## Task statement
Copy each of the items below word for word, but leave the pictures out of your answer.

## Given data

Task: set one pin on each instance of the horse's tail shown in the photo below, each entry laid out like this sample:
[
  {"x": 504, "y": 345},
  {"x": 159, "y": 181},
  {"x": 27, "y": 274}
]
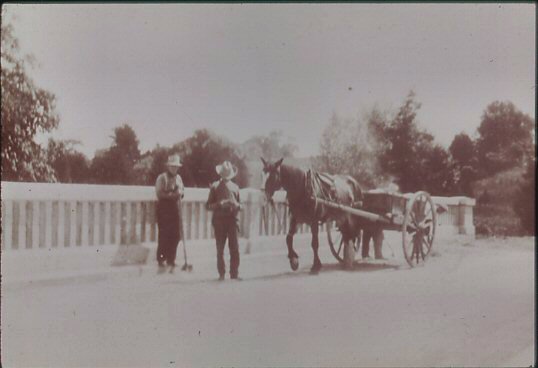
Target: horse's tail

## Output for this task
Task: set one pin on each instance of the horse's tail shown in the photo below, each entry laid out like this sample:
[
  {"x": 504, "y": 345},
  {"x": 159, "y": 181},
  {"x": 27, "y": 274}
]
Target: horse's tail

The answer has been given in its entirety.